— Work required —
Write out everything in the records from the line containing "petal with white" down to the end of the records, with the requests unchanged. In the answers, scale every box coordinate by 1.5 and round each result to a whole number, rounding halves up.

Detection annotation records:
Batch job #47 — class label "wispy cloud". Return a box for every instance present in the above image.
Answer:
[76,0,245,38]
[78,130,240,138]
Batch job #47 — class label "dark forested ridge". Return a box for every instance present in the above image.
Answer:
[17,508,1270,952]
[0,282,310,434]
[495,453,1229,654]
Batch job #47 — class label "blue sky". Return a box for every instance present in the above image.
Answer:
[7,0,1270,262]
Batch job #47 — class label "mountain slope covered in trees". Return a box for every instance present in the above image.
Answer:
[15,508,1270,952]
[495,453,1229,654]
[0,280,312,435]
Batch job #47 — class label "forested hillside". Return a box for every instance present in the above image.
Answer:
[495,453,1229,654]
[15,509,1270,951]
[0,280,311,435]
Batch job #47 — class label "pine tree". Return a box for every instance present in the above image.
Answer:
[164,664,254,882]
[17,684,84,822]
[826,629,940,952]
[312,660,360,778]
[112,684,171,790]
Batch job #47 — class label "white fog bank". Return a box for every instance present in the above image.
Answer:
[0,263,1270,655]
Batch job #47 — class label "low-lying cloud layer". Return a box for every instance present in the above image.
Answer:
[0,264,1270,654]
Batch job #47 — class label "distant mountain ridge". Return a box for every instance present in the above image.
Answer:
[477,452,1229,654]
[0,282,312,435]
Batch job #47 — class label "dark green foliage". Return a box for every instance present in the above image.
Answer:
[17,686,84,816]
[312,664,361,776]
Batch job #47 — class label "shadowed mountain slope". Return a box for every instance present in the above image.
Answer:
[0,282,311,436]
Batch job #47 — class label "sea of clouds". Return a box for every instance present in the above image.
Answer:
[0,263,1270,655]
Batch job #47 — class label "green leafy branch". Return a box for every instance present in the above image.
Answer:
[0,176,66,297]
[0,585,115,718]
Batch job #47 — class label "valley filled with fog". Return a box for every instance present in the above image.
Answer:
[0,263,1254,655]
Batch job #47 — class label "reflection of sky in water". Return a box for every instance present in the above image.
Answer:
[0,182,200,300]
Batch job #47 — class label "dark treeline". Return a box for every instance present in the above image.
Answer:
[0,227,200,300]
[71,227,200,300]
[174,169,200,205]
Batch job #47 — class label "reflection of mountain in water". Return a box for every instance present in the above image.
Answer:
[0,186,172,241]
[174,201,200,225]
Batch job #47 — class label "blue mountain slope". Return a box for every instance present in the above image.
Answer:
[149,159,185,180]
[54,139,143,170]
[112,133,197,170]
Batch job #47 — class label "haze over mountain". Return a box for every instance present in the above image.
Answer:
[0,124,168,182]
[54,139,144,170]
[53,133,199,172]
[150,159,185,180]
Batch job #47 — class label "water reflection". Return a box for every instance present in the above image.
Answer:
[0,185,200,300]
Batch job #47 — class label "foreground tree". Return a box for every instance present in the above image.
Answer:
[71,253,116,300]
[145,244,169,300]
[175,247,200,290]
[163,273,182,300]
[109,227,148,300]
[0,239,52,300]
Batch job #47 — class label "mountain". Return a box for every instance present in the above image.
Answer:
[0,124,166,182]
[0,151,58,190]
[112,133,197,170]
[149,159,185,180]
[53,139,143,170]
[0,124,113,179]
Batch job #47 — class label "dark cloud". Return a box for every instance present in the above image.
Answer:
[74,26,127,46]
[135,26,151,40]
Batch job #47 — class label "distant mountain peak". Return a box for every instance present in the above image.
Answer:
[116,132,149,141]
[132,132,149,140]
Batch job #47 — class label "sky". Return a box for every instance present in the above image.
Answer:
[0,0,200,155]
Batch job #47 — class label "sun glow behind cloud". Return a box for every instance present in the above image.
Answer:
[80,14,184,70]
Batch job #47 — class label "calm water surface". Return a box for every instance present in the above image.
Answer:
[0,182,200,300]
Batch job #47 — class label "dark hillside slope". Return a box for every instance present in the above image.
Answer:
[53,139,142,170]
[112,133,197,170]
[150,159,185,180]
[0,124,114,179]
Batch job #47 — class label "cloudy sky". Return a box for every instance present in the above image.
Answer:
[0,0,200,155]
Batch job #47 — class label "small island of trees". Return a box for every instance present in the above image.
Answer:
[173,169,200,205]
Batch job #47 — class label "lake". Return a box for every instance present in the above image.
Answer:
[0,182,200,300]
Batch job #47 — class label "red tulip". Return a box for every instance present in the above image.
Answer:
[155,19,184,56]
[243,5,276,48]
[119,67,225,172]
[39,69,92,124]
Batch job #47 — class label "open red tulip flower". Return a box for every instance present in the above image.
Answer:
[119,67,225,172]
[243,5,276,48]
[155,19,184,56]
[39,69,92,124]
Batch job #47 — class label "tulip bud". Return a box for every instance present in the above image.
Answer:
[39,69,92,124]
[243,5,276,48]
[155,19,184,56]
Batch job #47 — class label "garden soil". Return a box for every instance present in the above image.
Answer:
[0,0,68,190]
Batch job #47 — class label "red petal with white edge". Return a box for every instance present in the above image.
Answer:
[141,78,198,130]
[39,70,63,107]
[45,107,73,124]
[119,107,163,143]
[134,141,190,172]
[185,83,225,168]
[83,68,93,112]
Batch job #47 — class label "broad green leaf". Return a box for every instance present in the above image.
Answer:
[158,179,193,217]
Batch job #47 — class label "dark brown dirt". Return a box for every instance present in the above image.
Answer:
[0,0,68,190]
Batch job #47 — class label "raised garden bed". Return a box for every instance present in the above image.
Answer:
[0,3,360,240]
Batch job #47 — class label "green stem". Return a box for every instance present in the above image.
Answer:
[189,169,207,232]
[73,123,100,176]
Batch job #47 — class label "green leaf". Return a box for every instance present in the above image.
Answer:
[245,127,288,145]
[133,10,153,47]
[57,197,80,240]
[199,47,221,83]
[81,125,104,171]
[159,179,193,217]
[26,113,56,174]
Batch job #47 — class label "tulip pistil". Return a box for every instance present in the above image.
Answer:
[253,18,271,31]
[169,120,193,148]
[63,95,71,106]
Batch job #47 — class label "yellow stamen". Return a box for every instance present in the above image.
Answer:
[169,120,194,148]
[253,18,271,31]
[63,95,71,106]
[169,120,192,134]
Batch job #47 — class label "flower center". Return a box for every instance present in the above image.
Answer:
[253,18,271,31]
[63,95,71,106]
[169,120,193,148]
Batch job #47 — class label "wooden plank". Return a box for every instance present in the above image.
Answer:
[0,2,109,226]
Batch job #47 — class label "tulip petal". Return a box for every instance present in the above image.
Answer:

— Expected answer —
Batch job #47 — class label "red petal with white edge". Return a box for every instance present in the above image.
Answer:
[212,117,297,195]
[59,105,95,161]
[68,161,110,186]
[179,161,245,215]
[201,212,285,258]
[278,125,338,252]
[125,102,140,168]
Batch job #47 — class label "broad green leaf". Return a box for every instance present in the above image.
Answer:
[237,269,290,326]
Batch job #47 — class label "dark brown dirt". Return a box for every instance present in the above image.
Answer:
[0,0,102,285]
Batch job #47 — class label "raised garden bed". Return a box for every instance present in the above image.
Answer:
[0,5,540,360]
Batch job #47 — class label "green stem". Return a box for every instance present in the above image.
Answer:
[284,254,311,348]
[110,185,150,264]
Batch job #47 — class label "green leaf". Return a box for every instance present in the above image.
Answer:
[368,191,432,218]
[200,15,230,71]
[86,296,120,360]
[299,71,332,125]
[122,188,156,257]
[239,269,290,326]
[39,170,84,261]
Batch job #47 — class label "tulip pistil". Return a box for every instance present in the above image.
Answer:
[380,27,407,47]
[254,180,290,222]
[95,143,107,159]
Batch job #47 — class label "yellow stamen". Return a box for every instance present in the above image.
Answer:
[254,180,291,222]
[380,27,407,47]
[95,143,107,159]
[254,180,288,201]
Batch job #47 — class label "flower center". Return a box for every instance present in the above image.
Answer:
[380,27,407,47]
[95,143,107,159]
[254,180,290,222]
Batch job #47 — class label "wooden plank". Return a box for every instance present in the above image.
Answer:
[0,3,164,339]
Batch job #47 — class label "tulip petal". Return a box for every instance present in the above image.
Answer:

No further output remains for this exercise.